#### Data provided ####

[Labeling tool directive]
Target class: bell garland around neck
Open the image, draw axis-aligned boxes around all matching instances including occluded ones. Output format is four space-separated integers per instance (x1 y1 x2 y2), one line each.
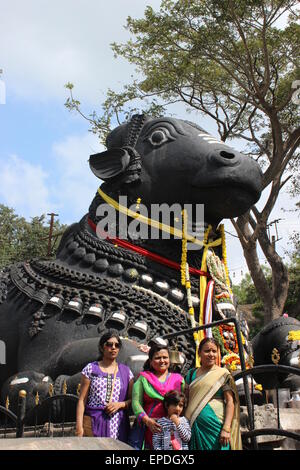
98 184 232 367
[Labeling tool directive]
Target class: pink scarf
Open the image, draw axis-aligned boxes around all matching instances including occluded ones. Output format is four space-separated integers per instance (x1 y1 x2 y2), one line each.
140 371 183 396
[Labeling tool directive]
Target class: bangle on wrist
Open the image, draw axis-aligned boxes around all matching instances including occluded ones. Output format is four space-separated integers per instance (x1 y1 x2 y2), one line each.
222 426 230 432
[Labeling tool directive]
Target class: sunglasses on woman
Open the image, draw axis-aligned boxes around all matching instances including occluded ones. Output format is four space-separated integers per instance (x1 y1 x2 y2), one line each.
105 341 120 349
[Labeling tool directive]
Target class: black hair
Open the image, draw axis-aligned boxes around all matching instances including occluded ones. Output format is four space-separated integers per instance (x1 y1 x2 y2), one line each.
163 390 185 411
144 343 170 371
98 330 122 361
198 337 220 354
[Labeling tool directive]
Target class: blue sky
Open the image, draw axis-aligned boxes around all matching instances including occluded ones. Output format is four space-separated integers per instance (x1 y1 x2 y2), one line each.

####

#### [Instructions to follow]
Can you render the lines from the start of the entries through the line holding "98 184 232 367", inclusive, as a JSON list of strings with one string per line and blank lines omitted? Leave the pictures out.

#### [Exercise solution]
[
  "[Labeling tool directive]",
  "Target class: bell garland around neck",
  "Open the image, draw axis-aligned boxes around all matching instances including occluded ones. Output format is four space-separated integers per instance (x1 y1 x2 y2), one line each.",
  "98 184 232 367"
]